--- PROVIDED TEXT ---
↓
This is the max volume you should do per workout

Categories: Videos & podcasts

Chapters:

00:00 Intro

00:26 Muscle growth

01:46 Strength development

03:37 Muscle protein synthesis

04:05 Rodent research

05:33 My Online PT Certification Course

06:04 Neuromuscular fatigue

08:08 Conclusion

09:10 Outro

Transcript:

Everyone understands there is a limit to how much volume you can recover from. If you follow Renaissance Periodization and Mike Israetel you’ll probably know this as Maximum Adaptive Volume. This maximum adaptive volume is usually characterized on a weekly basis. There’s only so much volume you can do in a week and still recover from so that it’s productive for muscle growth and strength development. However, a new meta analysis provides compelling evidence that there’s also a maximum productive volume you can do in one workout.

The researchers did a very well done statistical analysis of 67 studies to determine the so-called dose response curve of per session training volume for muscle growth and strength development. You can see the data here. What this data shows is that there are sharply diminishing returns to training volume, the number of sets you do per muscle group per session, so this is in one workout, how many sets you are doing for that one muscle group that we’re interested in, and muscle growth. So at some point, after even just a few sets, if you add more sets you will still get additional muscle growth, but the effect is much smaller than for the initial sets. And this is the same as we see for total training volume, where the initial sets you do you get a lot of gains already, and you can make pretty good gains on low training volumes, but if you want to max out your gains you’re going to need to do much higher training volumes. And it’s a lot of extra work for relatively little extra gain.
↑
(Phrase grounding data)
↓
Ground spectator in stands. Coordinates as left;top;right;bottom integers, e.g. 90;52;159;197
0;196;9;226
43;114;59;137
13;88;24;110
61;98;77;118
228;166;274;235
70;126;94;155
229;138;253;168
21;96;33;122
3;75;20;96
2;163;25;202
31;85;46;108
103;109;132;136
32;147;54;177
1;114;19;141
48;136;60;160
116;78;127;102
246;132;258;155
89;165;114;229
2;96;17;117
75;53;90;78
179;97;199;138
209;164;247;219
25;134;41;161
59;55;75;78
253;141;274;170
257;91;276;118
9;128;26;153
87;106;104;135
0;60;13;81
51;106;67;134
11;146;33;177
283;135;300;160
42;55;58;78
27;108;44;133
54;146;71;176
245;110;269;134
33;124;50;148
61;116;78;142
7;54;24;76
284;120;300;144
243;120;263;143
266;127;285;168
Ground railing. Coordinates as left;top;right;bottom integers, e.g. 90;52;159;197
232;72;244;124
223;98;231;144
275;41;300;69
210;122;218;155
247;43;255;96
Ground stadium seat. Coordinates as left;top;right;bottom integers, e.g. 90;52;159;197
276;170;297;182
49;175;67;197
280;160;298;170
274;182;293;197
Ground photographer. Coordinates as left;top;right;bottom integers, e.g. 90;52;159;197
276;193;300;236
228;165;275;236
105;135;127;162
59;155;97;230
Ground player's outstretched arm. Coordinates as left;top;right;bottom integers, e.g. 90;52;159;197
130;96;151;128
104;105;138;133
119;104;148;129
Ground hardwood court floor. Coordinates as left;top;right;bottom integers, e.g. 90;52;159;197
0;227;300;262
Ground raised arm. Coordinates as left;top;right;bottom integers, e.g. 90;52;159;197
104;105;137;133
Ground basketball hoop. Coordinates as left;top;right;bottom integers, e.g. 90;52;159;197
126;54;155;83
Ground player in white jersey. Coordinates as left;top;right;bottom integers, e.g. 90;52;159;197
↑
--- YOUR INSTRUCTIONS ---
Rewrite the workout volume text starting with "04:05 Rodent research" and going on through "in one workout.", replacing "Rodent research" with "Animal research".

--- FINAL ANSWER ---
04:05 Animal research

05:33 My Online PT Certification Course

06:04 Neuromuscular fatigue

08:08 Conclusion

09:10 Outro

Transcript:

Everyone understands there is a limit to how much volume you can recover from. If you follow Renaissance Periodization and Mike Israetel you’ll probably know this as Maximum Adaptive Volume. This maximum adaptive volume is usually characterized on a weekly basis. There’s only so much volume you can do in a week and still recover from so that it’s productive for muscle growth and strength development. However, a new meta analysis provides compelling evidence that there’s also a maximum productive volume you can do in one workout.